■ **Task objective**: Repeat exactly, and only, the lines from the one holding "drop a point: the shrimp" through the last line of the records below.

■ **Supplied records**:
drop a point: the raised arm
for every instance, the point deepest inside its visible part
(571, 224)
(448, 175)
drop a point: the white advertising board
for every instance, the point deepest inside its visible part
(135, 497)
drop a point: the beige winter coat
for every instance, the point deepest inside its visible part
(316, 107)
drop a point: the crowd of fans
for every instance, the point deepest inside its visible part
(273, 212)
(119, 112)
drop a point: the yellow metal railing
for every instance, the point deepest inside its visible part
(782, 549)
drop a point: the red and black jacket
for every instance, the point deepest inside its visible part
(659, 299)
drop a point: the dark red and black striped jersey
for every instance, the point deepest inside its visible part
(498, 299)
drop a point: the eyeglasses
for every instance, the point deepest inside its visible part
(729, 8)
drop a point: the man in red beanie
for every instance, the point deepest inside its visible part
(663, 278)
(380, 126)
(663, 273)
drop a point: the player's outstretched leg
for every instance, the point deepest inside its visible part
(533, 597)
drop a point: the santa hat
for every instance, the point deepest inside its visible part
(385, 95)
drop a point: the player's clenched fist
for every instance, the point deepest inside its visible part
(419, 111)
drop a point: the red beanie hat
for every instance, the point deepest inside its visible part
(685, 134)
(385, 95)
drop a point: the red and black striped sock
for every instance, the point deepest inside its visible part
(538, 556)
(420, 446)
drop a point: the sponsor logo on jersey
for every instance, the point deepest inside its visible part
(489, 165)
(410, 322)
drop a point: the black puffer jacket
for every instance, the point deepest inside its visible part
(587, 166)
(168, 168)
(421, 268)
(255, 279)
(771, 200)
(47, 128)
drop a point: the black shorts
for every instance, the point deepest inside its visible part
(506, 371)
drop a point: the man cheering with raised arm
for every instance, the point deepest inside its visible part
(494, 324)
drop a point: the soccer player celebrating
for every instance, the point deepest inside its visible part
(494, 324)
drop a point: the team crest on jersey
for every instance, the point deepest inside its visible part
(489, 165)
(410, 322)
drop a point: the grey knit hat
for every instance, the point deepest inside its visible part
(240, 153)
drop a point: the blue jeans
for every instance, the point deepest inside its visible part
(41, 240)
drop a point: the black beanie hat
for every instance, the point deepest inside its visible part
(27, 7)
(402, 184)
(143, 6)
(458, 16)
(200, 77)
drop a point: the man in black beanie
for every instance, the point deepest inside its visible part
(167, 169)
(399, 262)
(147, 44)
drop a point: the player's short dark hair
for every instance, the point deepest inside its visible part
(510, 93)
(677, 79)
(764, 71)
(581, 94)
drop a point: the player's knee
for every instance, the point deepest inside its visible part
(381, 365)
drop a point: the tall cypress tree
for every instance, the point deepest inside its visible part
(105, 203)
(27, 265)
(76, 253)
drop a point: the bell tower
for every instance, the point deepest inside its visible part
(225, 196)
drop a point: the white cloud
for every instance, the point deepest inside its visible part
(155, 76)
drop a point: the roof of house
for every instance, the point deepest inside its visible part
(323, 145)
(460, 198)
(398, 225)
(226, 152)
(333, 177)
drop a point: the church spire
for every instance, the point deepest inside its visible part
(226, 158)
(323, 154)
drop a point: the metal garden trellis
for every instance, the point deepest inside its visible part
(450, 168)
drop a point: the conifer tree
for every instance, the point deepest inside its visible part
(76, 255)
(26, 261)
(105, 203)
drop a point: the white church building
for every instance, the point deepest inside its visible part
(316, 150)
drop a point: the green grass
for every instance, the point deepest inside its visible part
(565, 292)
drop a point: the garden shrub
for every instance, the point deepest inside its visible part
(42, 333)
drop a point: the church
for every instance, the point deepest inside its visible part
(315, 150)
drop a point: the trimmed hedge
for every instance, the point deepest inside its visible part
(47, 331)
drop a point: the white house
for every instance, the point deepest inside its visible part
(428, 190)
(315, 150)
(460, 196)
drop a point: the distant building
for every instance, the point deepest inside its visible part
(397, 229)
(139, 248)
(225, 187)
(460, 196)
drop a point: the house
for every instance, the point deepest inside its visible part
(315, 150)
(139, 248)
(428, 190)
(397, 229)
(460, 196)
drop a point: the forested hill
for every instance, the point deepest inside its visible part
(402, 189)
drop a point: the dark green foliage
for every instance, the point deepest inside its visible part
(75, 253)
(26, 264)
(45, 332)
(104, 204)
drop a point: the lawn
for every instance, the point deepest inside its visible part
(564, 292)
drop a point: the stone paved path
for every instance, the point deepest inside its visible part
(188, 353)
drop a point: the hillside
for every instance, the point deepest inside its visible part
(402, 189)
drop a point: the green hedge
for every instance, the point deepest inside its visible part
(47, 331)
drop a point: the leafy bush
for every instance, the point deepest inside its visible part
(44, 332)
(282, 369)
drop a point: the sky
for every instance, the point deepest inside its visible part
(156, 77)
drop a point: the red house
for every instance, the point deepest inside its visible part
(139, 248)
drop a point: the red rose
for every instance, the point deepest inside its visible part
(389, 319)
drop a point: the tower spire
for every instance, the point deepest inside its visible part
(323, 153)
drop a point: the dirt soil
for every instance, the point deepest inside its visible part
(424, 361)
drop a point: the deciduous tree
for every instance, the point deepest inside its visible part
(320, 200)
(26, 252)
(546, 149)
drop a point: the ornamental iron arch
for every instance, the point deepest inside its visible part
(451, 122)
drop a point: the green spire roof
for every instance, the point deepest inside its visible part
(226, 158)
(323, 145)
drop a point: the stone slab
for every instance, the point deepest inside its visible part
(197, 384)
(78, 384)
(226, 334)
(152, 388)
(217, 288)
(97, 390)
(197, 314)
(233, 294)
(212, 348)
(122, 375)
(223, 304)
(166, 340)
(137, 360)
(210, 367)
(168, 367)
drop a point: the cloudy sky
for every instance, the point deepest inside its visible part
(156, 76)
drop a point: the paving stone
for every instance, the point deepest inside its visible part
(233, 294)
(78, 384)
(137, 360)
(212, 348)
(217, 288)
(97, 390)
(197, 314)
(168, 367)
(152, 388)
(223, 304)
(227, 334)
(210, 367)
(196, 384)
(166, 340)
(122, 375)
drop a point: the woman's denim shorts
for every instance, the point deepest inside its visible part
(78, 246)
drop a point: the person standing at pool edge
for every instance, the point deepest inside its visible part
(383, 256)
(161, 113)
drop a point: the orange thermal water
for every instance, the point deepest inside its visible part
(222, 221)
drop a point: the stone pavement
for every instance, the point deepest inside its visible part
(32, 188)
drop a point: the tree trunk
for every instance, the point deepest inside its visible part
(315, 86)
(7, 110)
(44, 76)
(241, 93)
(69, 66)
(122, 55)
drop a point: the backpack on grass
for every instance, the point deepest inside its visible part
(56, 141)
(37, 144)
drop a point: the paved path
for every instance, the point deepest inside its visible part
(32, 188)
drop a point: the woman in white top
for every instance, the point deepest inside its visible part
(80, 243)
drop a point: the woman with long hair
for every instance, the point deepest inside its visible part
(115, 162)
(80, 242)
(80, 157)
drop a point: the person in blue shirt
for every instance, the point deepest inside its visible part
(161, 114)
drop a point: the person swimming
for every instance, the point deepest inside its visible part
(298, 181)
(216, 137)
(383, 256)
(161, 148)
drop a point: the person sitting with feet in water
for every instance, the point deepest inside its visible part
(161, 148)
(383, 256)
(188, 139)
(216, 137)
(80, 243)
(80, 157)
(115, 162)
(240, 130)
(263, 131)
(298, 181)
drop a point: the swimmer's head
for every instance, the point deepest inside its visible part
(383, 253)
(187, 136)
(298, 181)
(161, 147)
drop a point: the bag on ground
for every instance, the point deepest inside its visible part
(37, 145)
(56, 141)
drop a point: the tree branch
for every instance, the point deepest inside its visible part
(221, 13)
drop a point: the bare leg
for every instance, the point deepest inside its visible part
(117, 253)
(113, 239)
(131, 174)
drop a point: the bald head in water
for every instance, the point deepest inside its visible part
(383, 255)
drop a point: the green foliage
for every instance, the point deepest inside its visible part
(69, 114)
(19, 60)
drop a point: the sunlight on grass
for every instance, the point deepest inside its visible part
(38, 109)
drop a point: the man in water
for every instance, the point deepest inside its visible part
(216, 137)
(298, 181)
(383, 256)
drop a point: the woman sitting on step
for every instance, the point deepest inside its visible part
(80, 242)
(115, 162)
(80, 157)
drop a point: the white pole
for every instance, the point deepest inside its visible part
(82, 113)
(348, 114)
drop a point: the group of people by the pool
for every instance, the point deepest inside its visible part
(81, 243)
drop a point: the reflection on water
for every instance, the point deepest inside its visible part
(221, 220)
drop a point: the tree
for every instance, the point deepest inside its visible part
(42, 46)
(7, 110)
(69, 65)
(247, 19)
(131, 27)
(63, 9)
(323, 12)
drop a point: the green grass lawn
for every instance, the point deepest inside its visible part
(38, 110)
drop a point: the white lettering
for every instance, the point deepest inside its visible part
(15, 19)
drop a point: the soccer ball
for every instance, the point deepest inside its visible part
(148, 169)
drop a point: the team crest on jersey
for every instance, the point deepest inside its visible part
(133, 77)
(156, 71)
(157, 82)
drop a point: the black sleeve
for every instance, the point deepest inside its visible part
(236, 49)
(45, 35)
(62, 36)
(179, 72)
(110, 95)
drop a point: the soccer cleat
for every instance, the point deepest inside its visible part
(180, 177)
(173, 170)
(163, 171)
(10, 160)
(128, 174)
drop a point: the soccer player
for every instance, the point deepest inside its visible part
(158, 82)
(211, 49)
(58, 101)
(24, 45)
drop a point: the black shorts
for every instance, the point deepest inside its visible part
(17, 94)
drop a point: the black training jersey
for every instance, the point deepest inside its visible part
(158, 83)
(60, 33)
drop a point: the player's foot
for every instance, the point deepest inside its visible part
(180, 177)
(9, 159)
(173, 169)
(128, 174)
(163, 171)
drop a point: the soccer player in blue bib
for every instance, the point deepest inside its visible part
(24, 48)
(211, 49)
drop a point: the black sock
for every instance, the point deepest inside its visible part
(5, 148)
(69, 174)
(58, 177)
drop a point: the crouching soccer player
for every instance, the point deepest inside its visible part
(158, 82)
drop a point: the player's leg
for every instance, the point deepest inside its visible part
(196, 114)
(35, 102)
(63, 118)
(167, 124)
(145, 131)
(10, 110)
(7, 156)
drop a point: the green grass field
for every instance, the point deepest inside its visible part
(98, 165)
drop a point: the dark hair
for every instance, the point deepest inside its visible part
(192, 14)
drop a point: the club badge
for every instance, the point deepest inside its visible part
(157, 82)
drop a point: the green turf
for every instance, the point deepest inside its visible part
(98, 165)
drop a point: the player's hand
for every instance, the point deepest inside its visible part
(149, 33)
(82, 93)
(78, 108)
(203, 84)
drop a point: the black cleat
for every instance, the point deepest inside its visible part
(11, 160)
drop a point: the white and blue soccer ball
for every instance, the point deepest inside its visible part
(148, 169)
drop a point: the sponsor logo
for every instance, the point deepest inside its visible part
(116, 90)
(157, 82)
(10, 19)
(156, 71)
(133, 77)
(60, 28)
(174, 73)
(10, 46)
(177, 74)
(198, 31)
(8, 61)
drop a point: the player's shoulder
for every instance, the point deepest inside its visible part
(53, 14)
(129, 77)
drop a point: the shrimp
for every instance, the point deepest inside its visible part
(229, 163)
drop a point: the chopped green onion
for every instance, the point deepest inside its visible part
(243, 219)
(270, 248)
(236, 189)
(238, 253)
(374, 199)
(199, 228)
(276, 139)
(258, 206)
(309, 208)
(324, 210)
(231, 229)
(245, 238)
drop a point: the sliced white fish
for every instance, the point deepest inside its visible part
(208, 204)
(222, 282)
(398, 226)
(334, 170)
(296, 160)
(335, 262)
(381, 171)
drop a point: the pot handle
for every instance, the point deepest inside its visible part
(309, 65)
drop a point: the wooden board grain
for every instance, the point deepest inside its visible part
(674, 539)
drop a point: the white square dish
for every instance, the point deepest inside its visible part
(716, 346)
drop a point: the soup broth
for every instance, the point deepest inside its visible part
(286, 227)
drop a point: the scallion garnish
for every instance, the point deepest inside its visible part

■ **The solution**:
drop a point: the shrimp
for every instance, the point deepest inside its visible part
(229, 163)
drop a point: the chopped green onion
for every instance, the point deepest inside its visible part
(243, 219)
(270, 248)
(236, 189)
(238, 253)
(374, 199)
(199, 228)
(276, 139)
(258, 206)
(309, 208)
(324, 210)
(231, 229)
(245, 238)
drop a point: the sliced white fish
for every instance, the point deepest inside its visible part
(208, 204)
(222, 282)
(398, 226)
(334, 170)
(296, 160)
(335, 262)
(381, 171)
drop a point: the pot handle
for every instance, the point deepest inside its visible part
(309, 65)
drop a point: the wooden board grain
for every instance, the point deepest inside its visible part
(674, 539)
drop a point: the white square dish
for every instance, the point deepest inside its visible part
(716, 346)
drop a point: the soup broth
for every instance, the point deepest inside its visible part
(286, 227)
drop a point: the scallion garnish
for every instance, the point deepest inside its visible part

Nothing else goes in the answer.